___ Records to process

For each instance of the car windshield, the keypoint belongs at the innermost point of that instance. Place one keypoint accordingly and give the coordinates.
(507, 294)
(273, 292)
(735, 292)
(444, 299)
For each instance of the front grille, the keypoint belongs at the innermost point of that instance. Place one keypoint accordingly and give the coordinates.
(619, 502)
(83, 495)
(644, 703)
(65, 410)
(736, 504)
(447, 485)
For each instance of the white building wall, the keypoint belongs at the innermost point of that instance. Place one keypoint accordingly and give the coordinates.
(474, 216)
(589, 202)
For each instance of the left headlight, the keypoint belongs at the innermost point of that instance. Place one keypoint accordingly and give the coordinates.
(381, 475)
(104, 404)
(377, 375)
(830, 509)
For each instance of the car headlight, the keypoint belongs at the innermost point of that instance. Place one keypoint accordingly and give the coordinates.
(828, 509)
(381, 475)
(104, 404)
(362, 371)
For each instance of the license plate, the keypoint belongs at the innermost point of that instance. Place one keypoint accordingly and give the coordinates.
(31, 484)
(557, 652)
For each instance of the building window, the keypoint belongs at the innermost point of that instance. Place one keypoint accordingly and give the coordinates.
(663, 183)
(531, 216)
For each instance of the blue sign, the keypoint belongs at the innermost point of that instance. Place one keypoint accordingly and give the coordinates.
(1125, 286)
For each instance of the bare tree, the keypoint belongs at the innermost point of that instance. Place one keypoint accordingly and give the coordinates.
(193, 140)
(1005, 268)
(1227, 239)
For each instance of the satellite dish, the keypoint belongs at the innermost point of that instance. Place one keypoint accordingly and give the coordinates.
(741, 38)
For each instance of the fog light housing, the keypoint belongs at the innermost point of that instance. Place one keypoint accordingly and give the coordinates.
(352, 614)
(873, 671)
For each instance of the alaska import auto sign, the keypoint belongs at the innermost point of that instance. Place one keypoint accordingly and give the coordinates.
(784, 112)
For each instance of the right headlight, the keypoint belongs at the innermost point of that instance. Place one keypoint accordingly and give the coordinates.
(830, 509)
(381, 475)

______

Task directions
Please copy the line that holds "For each instance of the left" and each line under it through the last line above, exactly as they stand, adding nothing.

Result for this task
For each instance of the left headlight, the keypoint belongs at the innermost point of that instance. Place one keypoint accordingly and give the coordinates.
(381, 475)
(104, 404)
(377, 375)
(830, 509)
For each instance of the car headlight, the keypoint belongs at the innermost point of that instance. Place one keypoint accordingly and give the coordinates.
(828, 509)
(381, 475)
(104, 404)
(362, 371)
For each instance of the license plate, the keypoint belongs at the innermost point of that instance. Place one keypoint accordingly and give the coordinates.
(31, 484)
(557, 652)
For each instance of the building window, the keypoint belongs at the innermost point of that instance. Place one keypoint accordingly and give the coordinates.
(663, 183)
(531, 216)
For each instance of the blue sign, the keypoint belongs at the innermost point of that instance. Place one keypoint accordingly and give the coordinates.
(1125, 286)
For each instance of the bare tree, the keypoint belongs at the innermost point of that instance. Place one keypoint accordingly and give the coordinates.
(193, 140)
(1005, 268)
(1227, 239)
For each instance of the satellite dish, the keypoint belongs at the innermost point of that instance. Place one keypoint accordingly and give the coordinates.
(741, 38)
For each instance of the fog light housing, the keypoint belongs at the innermost point of that instance. Place one keypoint accordingly and give the coordinates.
(352, 614)
(873, 671)
For each instance of the alaska import auto sign, the keypoint belongs at the innermost point of that instance. Place one keypoint accordingly and give the coordinates.
(784, 112)
For each instance of the right headlight, the keypoint belongs at the innermost point of that instance. Place one keypoint accordingly and give the coordinates.
(830, 509)
(381, 475)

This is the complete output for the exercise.